• [Set problem] Which lines in the listing below contain the word "black"? Find each one and copy it out in full.

• [Given records]
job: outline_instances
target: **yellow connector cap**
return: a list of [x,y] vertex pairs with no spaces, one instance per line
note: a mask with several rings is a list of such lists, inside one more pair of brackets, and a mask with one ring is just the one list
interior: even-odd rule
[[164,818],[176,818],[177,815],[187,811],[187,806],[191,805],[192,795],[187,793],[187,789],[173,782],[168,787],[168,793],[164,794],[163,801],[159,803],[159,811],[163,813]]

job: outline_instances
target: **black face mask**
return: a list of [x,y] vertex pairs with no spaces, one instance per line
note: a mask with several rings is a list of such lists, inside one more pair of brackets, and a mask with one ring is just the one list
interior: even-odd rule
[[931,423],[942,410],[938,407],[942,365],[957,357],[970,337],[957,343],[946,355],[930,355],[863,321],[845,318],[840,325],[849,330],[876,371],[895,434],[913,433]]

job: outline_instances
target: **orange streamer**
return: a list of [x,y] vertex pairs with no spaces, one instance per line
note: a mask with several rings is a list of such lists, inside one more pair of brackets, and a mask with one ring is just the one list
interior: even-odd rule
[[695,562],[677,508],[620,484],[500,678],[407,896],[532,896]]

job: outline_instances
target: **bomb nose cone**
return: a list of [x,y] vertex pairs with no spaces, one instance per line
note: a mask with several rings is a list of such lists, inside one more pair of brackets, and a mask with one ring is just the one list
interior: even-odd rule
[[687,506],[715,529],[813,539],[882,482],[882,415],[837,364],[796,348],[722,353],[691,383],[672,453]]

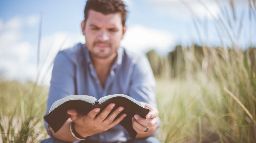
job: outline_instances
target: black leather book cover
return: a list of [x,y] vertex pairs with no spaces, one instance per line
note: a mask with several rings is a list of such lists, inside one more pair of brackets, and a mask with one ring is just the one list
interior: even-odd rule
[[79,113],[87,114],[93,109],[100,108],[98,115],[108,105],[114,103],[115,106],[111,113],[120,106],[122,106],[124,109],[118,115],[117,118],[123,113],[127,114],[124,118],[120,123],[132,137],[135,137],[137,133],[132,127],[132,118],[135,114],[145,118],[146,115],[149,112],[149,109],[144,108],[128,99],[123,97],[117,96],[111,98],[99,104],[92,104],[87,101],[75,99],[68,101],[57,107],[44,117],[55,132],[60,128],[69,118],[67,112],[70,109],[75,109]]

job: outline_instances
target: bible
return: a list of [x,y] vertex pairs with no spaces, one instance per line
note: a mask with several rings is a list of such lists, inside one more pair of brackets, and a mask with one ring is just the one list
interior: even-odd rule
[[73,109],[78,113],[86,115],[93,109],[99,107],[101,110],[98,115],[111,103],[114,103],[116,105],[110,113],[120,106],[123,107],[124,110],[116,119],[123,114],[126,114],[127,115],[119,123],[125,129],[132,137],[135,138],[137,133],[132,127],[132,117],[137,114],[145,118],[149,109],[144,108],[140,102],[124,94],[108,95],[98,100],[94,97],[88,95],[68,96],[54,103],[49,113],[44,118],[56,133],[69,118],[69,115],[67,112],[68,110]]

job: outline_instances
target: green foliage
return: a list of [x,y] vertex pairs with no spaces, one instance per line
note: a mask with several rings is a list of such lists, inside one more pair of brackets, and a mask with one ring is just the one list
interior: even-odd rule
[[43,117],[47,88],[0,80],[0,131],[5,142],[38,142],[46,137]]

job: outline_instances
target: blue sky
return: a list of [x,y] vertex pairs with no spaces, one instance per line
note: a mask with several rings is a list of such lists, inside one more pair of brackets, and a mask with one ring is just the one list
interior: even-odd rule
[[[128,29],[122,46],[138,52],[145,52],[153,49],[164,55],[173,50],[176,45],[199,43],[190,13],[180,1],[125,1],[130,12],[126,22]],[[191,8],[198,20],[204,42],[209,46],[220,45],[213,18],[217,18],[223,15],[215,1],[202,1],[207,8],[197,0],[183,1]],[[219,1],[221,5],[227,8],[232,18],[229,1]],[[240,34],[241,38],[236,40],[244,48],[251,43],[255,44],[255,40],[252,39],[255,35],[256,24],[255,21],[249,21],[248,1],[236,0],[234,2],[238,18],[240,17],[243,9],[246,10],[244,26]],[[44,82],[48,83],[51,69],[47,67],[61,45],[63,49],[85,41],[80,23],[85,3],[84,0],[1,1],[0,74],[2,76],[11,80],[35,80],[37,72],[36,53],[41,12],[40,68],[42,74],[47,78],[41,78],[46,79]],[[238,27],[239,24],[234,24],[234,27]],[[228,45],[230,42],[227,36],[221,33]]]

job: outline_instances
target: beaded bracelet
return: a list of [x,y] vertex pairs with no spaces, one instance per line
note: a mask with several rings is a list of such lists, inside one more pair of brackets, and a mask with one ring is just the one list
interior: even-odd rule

==

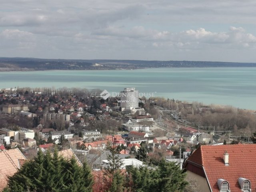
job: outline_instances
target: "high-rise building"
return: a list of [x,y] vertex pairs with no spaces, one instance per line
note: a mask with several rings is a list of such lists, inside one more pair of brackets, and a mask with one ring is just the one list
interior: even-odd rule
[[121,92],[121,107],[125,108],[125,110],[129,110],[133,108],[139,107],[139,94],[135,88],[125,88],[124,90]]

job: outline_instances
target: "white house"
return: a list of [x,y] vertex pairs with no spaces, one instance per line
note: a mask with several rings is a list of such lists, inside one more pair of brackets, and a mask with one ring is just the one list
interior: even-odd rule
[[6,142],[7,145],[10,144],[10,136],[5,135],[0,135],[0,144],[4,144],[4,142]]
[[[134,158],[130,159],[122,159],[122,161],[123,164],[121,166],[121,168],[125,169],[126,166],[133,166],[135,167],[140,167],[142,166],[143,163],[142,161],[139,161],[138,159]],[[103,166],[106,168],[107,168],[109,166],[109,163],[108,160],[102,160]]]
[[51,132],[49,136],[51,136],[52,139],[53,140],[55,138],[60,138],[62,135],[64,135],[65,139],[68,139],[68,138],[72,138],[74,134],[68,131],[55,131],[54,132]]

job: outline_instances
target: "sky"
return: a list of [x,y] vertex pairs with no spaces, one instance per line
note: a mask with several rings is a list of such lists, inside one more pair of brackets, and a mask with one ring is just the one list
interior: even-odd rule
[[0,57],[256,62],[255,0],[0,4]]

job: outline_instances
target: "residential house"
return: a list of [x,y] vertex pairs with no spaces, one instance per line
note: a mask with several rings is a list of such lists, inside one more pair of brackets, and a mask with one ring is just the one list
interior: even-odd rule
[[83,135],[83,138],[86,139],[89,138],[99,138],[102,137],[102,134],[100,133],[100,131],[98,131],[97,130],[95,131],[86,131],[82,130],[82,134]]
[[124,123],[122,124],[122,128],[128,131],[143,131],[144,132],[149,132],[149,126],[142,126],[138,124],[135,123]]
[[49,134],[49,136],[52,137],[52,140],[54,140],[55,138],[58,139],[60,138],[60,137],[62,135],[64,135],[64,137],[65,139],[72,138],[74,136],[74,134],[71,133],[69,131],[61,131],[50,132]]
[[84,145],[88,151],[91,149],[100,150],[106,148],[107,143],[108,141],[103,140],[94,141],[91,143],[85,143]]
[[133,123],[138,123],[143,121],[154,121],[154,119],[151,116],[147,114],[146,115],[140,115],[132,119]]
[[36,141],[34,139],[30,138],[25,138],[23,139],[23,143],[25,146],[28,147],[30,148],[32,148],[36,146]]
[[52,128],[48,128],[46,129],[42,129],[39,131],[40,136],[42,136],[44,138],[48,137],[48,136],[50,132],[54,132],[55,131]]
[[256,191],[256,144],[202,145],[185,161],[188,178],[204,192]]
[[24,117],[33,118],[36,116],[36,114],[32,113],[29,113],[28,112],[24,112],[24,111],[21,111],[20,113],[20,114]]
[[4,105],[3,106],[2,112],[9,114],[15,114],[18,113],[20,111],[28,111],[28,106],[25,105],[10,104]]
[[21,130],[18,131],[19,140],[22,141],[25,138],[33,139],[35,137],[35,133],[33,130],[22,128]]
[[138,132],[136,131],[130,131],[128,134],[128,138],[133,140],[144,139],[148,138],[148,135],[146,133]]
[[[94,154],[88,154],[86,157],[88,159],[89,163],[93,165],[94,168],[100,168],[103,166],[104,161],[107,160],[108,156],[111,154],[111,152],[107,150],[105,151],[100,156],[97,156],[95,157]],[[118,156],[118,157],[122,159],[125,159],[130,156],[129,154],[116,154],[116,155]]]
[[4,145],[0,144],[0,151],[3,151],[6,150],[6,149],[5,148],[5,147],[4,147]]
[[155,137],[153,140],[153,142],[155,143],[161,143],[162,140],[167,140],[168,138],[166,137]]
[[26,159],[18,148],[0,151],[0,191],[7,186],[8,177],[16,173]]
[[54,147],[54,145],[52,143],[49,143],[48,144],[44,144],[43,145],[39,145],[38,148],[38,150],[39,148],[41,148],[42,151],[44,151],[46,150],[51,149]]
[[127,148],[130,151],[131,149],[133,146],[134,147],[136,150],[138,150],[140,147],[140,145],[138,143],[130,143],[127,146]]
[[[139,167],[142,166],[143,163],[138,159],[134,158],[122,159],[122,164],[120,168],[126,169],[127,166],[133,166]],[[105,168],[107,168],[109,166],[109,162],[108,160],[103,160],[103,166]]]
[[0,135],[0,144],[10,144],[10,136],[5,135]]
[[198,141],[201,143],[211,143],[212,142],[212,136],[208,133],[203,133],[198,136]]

• [Final answer]
target: **black face mask**
target: black leather book cover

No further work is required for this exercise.